Seite

Es bieten sich also zahlreiche Einsatzmöglichkeiten für KI in Embedded-Systemen – allerdings: Wer soll das Programmieren? »Die Frage ist, wie die Tools ausschauen. Wenn es so aussieht wie ein heutiges FPGA-Tool, dann wird das eher schwierig, denn da braucht es hohes Spezialistentum«, betont Eder. »Intel und Altera arbeiten gemeinsam daran, Algorithmen im Server-Bereich auf FPGAs auszulagern und das von der Usability her zu vereinfachen. Man muss gar nicht mal so in die Programmierung einsteigen, entscheidend sind die Algorithmen – und das ist das eigentliche Know-how der Anwender. Wenn die Durchgängigkeit mit APIs und so erstmal gegeben ist, kann man mit ganz anderen Tools die Lösungen modellieren – der eigentliche Code wird durch Generatoren erzeugt.«
Im Embedded-Bereich spielen Zulassungsthemen oftmals eine entscheidende Rolle. Wie aber kann man selbstlernende Systeme zertifizieren? »Eine Intelligenz wie Alexa quatscht einfach mal nur so daher – da kann nicht so viel passieren. In anderen Anwendungen kann hingen viel passieren. Wie man autonomes Fahren zertifizieren will, ist für mich ein Rätsel«, gesteht Eder. »Das ist für mich ein Ding der Unmöglichkeit. Funktionale Sicherheit und Nachvollziehbarkeit sind unsere Themen. Bei einem KI-System weiß man das nicht so.«
Es stellen sich weitere wichtige Fragen: »Wie und zu welchem Zeitpunkt soll man Produkte zertifizieren, die sich verändern?«, zählt Harald Maier, Business Development von TQ Group, auf. »Und wo steckt die Intelligenz – ist sie im Fahrzeug oder im übergeordneten System, wo auch das Lernen stattfindet?«
Völlig alleingelassen sind die Embedded-Entwickler aber nicht. »Es gibt mittlerweile eine Arbeitsgruppe, die sich genau mit diesem Thema beschäftigt«, berichtet Margraf. »Das Deutsche Forschungszentrum für Künstliche Intelligenz und der TÜV Süd haben eine Arbeitsgruppe gestartet, um die Frage zu klären, wie man autonomes Fahren zertifiziert.« – »KI nur auf autonomes Fahren einzugrenzen ist zu wenig«, gibt Plachetka zu bedenken. »Verkehrssteuerung und -überwachung sind weitere Themen. Auch im Bereich Agrartechnologie entwickelt sich bereits sehr viel.«
Durch massive Investitionen treiben IT-Großunternehmen wie IBM und Google die KI-Entwicklung voran. Ihr Ausgangspunkt sind klassische Server-Strukturen im High End des Cloud-Computings – das Interesse und entsprechende Aktivitäten wandern allmählich in tiefere Strukturen und damit in Richtung Edge. Droht der Einbruch der Giganten in das Embedded-Geschäft?

Vorliegende Angaben

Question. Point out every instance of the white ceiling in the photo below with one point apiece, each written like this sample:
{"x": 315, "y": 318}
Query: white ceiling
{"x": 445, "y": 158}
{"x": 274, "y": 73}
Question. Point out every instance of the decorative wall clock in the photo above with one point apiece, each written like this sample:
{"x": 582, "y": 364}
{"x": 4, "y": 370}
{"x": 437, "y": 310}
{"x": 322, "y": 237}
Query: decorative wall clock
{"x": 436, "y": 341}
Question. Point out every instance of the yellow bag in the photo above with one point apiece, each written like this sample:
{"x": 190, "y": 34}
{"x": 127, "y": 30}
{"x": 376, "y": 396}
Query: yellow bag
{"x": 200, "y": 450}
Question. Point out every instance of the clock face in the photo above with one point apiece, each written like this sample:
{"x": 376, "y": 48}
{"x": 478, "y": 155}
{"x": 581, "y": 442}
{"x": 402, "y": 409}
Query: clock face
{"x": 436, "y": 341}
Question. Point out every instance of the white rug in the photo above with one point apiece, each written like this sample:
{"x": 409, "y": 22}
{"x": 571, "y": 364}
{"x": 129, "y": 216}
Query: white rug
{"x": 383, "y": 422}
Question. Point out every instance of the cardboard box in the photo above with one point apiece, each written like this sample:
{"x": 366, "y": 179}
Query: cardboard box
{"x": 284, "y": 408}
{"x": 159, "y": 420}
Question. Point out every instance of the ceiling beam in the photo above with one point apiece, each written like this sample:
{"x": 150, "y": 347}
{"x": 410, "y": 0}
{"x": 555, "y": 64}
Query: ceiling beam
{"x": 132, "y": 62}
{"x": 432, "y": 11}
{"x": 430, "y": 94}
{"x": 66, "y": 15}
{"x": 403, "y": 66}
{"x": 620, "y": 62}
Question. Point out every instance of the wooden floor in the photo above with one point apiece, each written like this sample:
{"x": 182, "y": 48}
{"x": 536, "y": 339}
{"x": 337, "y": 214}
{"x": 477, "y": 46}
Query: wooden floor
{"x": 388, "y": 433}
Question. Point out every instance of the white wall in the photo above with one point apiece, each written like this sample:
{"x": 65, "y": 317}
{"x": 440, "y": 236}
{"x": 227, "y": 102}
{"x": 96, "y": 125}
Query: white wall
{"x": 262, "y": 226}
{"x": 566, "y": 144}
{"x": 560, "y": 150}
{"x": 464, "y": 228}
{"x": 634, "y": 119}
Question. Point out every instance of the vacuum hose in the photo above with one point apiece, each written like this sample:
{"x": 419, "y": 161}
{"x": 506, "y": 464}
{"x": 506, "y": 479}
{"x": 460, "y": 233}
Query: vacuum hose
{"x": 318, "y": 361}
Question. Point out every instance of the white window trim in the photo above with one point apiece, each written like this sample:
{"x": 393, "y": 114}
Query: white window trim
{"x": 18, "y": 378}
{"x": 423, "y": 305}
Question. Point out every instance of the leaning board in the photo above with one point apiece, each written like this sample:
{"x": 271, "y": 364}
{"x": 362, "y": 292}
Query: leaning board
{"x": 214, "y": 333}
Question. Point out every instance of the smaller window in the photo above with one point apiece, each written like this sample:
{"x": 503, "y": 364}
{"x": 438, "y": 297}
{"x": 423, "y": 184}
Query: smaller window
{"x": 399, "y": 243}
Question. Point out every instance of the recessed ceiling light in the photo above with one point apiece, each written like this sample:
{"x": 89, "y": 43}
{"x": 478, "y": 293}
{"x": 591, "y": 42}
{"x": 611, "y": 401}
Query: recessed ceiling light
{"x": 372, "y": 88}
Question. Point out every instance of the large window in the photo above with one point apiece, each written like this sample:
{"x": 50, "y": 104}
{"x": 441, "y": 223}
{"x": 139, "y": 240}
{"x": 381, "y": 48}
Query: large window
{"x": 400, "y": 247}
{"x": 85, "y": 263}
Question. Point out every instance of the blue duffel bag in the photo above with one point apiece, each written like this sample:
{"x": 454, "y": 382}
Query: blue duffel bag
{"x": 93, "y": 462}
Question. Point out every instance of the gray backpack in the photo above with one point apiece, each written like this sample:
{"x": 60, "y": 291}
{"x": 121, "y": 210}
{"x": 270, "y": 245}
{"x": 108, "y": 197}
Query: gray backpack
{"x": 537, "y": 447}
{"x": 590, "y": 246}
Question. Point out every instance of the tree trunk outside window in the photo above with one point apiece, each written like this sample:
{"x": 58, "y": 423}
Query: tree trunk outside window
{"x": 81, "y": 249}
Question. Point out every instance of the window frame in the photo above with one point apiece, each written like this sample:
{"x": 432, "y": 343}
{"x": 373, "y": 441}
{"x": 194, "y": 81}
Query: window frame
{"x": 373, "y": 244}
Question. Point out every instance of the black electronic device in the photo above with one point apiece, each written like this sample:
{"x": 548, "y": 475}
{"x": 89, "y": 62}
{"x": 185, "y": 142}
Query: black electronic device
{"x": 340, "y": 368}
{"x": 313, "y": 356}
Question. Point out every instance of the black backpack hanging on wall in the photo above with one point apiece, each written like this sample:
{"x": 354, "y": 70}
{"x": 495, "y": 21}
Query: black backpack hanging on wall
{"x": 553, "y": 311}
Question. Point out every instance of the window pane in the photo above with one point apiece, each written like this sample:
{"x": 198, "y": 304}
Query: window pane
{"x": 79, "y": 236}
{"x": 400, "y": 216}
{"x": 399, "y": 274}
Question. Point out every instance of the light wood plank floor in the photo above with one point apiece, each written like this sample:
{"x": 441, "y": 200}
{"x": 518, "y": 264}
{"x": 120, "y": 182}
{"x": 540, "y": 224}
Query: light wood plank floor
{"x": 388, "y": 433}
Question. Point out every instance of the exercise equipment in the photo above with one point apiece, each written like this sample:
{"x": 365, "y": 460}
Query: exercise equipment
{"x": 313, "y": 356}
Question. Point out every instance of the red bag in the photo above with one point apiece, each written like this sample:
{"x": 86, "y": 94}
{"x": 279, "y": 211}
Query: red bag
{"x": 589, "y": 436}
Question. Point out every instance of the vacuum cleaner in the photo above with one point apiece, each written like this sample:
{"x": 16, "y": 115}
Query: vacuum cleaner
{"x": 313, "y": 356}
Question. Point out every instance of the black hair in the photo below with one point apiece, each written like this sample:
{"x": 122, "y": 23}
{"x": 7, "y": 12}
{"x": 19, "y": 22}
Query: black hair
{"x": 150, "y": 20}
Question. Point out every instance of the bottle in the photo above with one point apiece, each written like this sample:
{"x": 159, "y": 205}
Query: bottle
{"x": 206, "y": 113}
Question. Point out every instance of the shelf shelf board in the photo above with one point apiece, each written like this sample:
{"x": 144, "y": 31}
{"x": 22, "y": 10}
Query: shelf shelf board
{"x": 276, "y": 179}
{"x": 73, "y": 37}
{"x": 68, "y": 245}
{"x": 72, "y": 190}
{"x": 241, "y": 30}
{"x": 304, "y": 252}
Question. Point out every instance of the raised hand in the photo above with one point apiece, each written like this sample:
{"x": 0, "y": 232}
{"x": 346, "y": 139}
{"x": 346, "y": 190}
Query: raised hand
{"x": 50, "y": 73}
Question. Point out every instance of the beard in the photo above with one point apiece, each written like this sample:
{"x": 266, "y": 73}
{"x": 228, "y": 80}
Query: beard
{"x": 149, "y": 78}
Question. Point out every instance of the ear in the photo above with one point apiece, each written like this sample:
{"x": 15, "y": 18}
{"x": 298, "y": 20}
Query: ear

Deine Aufgabe
Beantworte folgende Fragen zum Text über KI in Embedded-Systemen:
1. Welche beiden Unternehmen arbeiten laut Eder gemeinsam daran, Algorithmen im Server-Bereich auf FPGAs auszulagern?
2. Welche Aufgabe hat Harald Maier bei TQ Group?
3. Welche beiden Einrichtungen haben laut Margraf eine Arbeitsgruppe zur Zertifizierung des autonomen Fahrens gestartet?

Fertige Antwort
1. Intel und Altera
2. Business Development
3. Das Deutsche Forschungszentrum für Künstliche Intelligenz und der TÜV Süd